**QUOTED PASSAGE:**
"""

Born In The USA

Bruce Springsteen

Columbia Records, 1984

http://www.brucespringsteen.net

REVIEW BY: Jason Warburg

ORIGINALLY PUBLISHED: 07/21/2003

Sometimes an album becomes so bound up in the context from which it emerged that it's tough to view it accurately through the prism of passing time. Take, for example, Born In The USA, the album that catapulted Bruce Springsteen from cult-favorite critics' darling to stadium-rocking global superstar. It's an album whose context informs every inch of its content.

That context includes: the splintering of popular music into an ever-expanding list of subgenres and niche markets, leaving old-time rock and roll -- particularly mature, thoughtful, literate old-time rock and roll -- on the outs, and sheeny, over-produced pop at the top of the charts; and a conservative Republican administration that, while presiding over a disastrous economy, massive budget deficits and a militaristic foreign policy that leaves even our erstwhile allies questioning our motives, uses a mixture of propaganda and bald-faced lies to undermine any real debate over issues while questioning the patriotism of anyone with the courage to dissent.

Oh, wait. (I guess it's true -- the more things change, the more they stay the same.)

While 1974's Born To Run was Springsteen's artistic breakthrough, with its expansive tales of youth on the run from encroaching adulthood, Born In The USA, his commercial breakthrough, is a bittersweet and often despairing look at what happens when maturity eventually sets in. The characters are no longer scruffy hoods with colorful names like the Magic Rat, they're nameless working stiffs brooding over unfulfilled dreams ("Downbound Train") and unfulfilling relationships ("I'm Going Down"), or indulging in premature nostalgia over old times ("Glory Days") and old friends ("Bobby Jean").my_heart_sings_the_harmony_web_ad_alt_250

This dark vision is often obscured by the album's production and arrangements, which are also very much of the moment. Although the instrumentation is the same as on previous Springsteen albums -- twin guitars, piano, organ, sax and rhythm section -- the guitars and drums are a little punchier, the organ moodier, and for the first time, synthesizers are featured prominently on several tracks. Springsteen -- sometimes derided as being musically trend-proof -- gives "Working On The Highway" a tight, frenetic Elvis Costello arrangement, layers "Dancing In The Dark" with poppy synths, and includes a song he initially wrote for Donna Summer (!), the heavy-guitars-over-a-disco-beat "Cover Me."

"""

(Data drawn from a collection)
"""

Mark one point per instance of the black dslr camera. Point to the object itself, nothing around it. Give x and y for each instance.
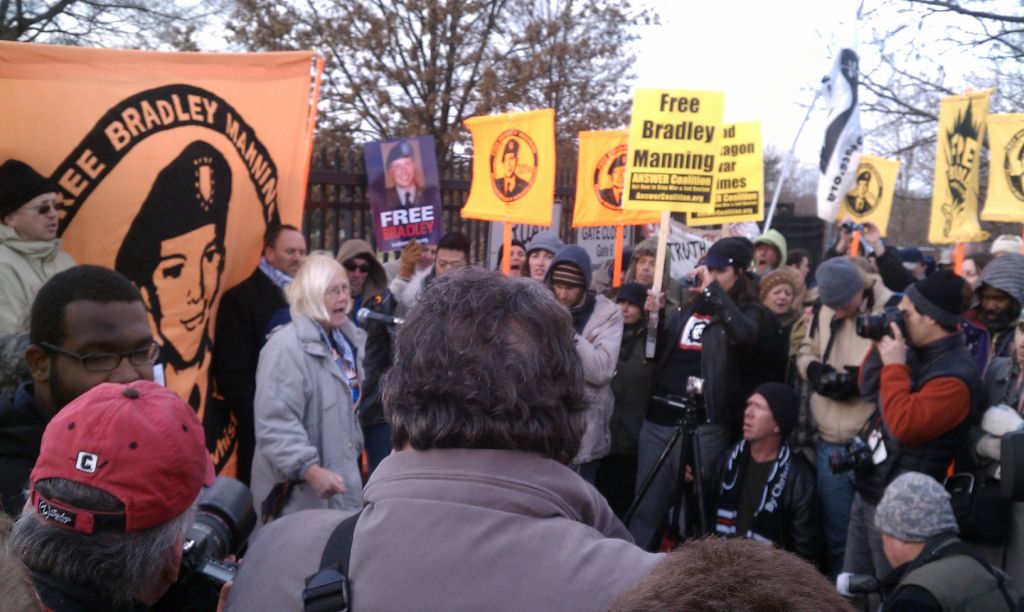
(857, 455)
(875, 326)
(223, 522)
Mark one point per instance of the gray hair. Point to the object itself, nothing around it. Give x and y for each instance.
(119, 567)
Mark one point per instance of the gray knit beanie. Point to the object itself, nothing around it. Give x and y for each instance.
(546, 241)
(914, 508)
(839, 280)
(1006, 273)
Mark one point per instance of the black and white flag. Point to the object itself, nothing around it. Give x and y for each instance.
(844, 139)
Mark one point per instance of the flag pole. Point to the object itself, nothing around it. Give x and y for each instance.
(788, 161)
(616, 274)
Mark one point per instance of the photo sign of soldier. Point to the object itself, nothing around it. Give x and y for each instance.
(957, 164)
(601, 181)
(513, 168)
(1005, 198)
(170, 168)
(403, 191)
(870, 200)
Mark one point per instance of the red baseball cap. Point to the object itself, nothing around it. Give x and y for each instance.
(138, 442)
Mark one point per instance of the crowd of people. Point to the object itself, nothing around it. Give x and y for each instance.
(481, 440)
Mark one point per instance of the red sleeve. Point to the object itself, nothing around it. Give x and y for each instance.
(918, 418)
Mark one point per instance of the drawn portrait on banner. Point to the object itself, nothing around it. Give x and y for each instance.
(513, 165)
(609, 178)
(866, 192)
(403, 191)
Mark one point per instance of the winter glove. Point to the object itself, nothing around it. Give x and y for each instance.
(999, 420)
(410, 255)
(988, 447)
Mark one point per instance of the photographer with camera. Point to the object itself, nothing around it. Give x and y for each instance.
(928, 392)
(828, 358)
(716, 335)
(112, 497)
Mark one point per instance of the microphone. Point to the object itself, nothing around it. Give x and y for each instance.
(849, 584)
(365, 314)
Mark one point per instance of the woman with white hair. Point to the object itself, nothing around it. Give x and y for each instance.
(308, 438)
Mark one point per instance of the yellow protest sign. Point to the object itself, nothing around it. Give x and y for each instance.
(738, 179)
(513, 167)
(1005, 199)
(871, 198)
(957, 157)
(601, 181)
(171, 167)
(673, 149)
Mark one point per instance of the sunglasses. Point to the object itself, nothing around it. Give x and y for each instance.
(352, 266)
(46, 208)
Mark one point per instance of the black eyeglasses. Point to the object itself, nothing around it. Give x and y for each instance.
(46, 208)
(110, 361)
(352, 266)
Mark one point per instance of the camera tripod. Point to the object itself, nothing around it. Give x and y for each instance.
(685, 434)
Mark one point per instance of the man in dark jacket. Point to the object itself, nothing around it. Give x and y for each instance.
(242, 328)
(715, 335)
(88, 326)
(369, 285)
(766, 491)
(935, 571)
(928, 392)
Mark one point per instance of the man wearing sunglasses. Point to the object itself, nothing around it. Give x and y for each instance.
(88, 325)
(30, 250)
(243, 318)
(369, 286)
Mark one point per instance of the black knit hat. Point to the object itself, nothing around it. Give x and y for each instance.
(784, 405)
(634, 293)
(18, 184)
(734, 252)
(940, 296)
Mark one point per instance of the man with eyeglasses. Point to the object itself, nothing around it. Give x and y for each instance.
(88, 325)
(30, 250)
(243, 321)
(369, 290)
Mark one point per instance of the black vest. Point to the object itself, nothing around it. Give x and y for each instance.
(947, 357)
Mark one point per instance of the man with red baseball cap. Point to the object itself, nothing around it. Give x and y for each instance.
(112, 497)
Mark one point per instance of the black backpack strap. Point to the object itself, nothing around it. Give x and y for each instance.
(327, 591)
(967, 551)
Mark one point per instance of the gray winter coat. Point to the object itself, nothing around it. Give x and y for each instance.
(458, 529)
(304, 416)
(598, 350)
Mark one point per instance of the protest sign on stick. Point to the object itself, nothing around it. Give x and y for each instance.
(671, 162)
(403, 189)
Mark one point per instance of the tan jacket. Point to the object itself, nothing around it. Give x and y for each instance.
(840, 421)
(25, 266)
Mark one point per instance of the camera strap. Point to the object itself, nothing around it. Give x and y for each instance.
(328, 591)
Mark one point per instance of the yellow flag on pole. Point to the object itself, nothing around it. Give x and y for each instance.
(957, 159)
(738, 178)
(513, 168)
(871, 197)
(171, 167)
(674, 141)
(600, 182)
(1005, 199)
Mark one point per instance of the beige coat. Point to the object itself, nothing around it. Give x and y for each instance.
(25, 266)
(840, 421)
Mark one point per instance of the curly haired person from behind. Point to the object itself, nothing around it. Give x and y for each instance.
(726, 575)
(476, 509)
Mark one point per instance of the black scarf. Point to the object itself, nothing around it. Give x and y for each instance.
(582, 311)
(766, 525)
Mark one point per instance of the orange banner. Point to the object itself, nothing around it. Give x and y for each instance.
(171, 166)
(600, 179)
(513, 168)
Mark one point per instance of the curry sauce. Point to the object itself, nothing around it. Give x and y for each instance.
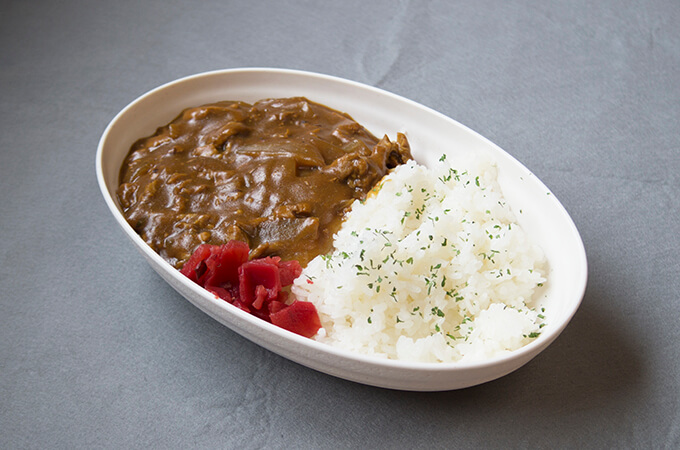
(278, 174)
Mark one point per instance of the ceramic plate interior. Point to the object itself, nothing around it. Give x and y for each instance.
(430, 134)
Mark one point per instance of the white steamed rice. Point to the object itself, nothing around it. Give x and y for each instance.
(432, 268)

"""

**TASK STATEMENT:**
Revise the review, starting with "Columbia Records, 1984" and going on through "of its content.", so that "superstar" is replaced by "icon". These data were taken from a separate source.

**WRITTEN RESPONSE:**
Columbia Records, 1984

http://www.brucespringsteen.net

REVIEW BY: Jason Warburg

ORIGINALLY PUBLISHED: 07/21/2003

Sometimes an album becomes so bound up in the context from which it emerged that it's tough to view it accurately through the prism of passing time. Take, for example, Born In The USA, the album that catapulted Bruce Springsteen from cult-favorite critics' darling to stadium-rocking global icon. It's an album whose context informs every inch of its content.